__Objetivo__: Dê continuidade ao texto sobre os livros de Patrícia Highsmith, começando logo após a última frase apresentada.

__Trecho do texto__:
****

Em seus livros, Patrícia
Highsmith é perita em mostrar o cotidiano mais banal e inerme (às vezes, ao
lê-la, temos a impressão de que páginas e páginas se passaram sem que
acontecesse nada de relevante) e fazer com que, aos poucos, nos enredemos
completamente naqueles não acontecimentos. Ela, na verdade, vai provando-nos
com muita astúcia ficcional que o que tomamos como banalidade, como a
esmagadora falta de sentido e de graça do cotidiano, pode ser um mar de
estranhezas a que seria necessário prestar mais atenção.
Outra virtude é que
também consegue sempre nos fazer ver a loucura pelo lado de dentro, já que seus
personagens mais pirados não são propriamente loucos, apenas seguem uma lógica
peculiar que não difere muito da nossa, exacerbam a fragmentação de suas
personalidades e acabam produzindo fantasmas que se voltam contra eles, como num
pesadelo. Acho que ela é capaz de descrever um passeio de carrinho em
supermercado como uma coisa inteiramente esquisita e perversa sem apelar para
nada de tão convencionalmente excêntrico. Pensam que isso é fácil de obter? É
preciso muito talento. E é preciso ser verdadeiramente excêntrico,
como todo grande artista é.
Em O diário de Edith, temos uma dona de casa americana a mais comum
possível: ela tem ideias liberais mais para a esquerda, escreve um jornal de
província, tem um marido também mais ou menos engajado nas mesmas causas, e até
aí, tudo bem...O problema é o filho de ambos, um "nerd" chatinho
chamado Cliffie, típico produto da overdose televisiva, insensível, monstruoso
com a maior das naturalidades, retrato de uma geração amoralizada e estupidificada
pelo consumismo e também — é preciso ressaltar — pela indiferença travestida de
permissividade dos pais.

****

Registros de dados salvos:
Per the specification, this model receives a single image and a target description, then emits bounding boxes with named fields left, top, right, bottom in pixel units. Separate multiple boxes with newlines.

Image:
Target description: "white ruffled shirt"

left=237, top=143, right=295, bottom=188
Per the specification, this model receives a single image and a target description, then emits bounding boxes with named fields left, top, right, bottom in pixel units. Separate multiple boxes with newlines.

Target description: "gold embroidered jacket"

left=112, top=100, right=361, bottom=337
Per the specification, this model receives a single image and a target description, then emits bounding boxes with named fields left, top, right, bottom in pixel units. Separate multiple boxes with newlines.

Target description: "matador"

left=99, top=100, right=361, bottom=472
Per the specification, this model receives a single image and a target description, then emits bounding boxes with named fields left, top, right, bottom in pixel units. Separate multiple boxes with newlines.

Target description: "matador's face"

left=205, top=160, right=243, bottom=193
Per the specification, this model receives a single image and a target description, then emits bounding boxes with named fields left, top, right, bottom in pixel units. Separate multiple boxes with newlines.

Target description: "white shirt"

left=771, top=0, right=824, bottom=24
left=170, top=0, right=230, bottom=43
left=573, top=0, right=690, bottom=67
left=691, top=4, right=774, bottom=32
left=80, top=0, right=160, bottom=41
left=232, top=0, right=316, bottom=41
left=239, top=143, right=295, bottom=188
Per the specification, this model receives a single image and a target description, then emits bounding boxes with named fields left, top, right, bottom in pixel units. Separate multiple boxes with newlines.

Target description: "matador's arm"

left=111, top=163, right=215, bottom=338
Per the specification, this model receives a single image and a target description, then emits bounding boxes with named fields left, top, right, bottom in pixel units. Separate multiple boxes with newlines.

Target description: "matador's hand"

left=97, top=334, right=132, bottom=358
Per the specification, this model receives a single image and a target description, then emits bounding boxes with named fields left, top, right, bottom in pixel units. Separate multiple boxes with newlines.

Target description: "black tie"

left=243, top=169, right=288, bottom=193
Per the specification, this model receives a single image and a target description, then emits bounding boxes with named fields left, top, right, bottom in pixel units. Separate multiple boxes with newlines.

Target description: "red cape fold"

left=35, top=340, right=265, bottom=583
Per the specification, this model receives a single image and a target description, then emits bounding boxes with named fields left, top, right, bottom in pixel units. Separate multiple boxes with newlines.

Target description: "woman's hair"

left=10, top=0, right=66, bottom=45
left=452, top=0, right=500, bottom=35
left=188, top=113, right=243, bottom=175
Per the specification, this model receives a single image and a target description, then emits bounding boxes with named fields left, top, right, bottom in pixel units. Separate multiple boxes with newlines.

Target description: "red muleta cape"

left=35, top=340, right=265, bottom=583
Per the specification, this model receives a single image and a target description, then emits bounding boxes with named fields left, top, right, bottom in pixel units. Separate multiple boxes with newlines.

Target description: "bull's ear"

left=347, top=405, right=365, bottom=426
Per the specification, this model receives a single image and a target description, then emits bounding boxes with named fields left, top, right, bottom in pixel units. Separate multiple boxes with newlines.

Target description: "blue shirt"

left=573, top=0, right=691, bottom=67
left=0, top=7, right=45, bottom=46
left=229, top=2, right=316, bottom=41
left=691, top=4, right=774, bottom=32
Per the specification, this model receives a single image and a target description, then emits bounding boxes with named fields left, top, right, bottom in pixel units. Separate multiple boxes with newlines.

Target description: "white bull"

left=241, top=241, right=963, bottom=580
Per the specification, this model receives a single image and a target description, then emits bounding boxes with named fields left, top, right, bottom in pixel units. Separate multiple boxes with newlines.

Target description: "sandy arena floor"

****

__Resposta ao problema__:
Edith e Brett
representam bem o casal "modernoso", vivem absorvidos pelas causas
sociais e se acham chiques, justos, tolerantes, "politicamente corretos";
mal percebem como o filho, que destoa muito de ambos, é um produto de sua
hipocrisia ou dessa fatalidade irônica que faz com que os filhos saiam em geral
aparentemente tão diferentes dos pais, mas sejam como paródias tortas de suas
facetas inconscientes e menos assumidas, vindo, com seus atos miseráveis ou
cínicos, a acabar com as pretensões de superioridade e com a complacência
sentimental de quem os botou no mundo.
Outra marca distintiva
da ficção de Highsmith comparece aqui: a crueldade. Ela não dá vez a
sentimentalismo algum. Se tem alguma compaixão por seus personagens, não se
percebe. Esmera-se em tecer a sua repulsividade, mas não usa material assim tão
bizarro — eles são bem verossímeis e reconhecíveis, como quaisquer conhecidos
que tenhamos bem perto de nós.
Essa história se
perderia na chatice semelhante à trivialidade de algum telefilme ou livro
pseudopsicológico se um outro personagem não surgisse: é um tio solteirão de
Brett, que é o próprio retrato da velhice decadente e ociosa. A mão de
Highsmith dá seu toque soturno: ele é incapaz de solidariedade, não é nenhum
Umberto D injustiçado, desmentindo qualquer clichê sentimental do tipo "bom
velhinho, coitado, a sociedade é cruel com os velhos, vamos ajudá-lo".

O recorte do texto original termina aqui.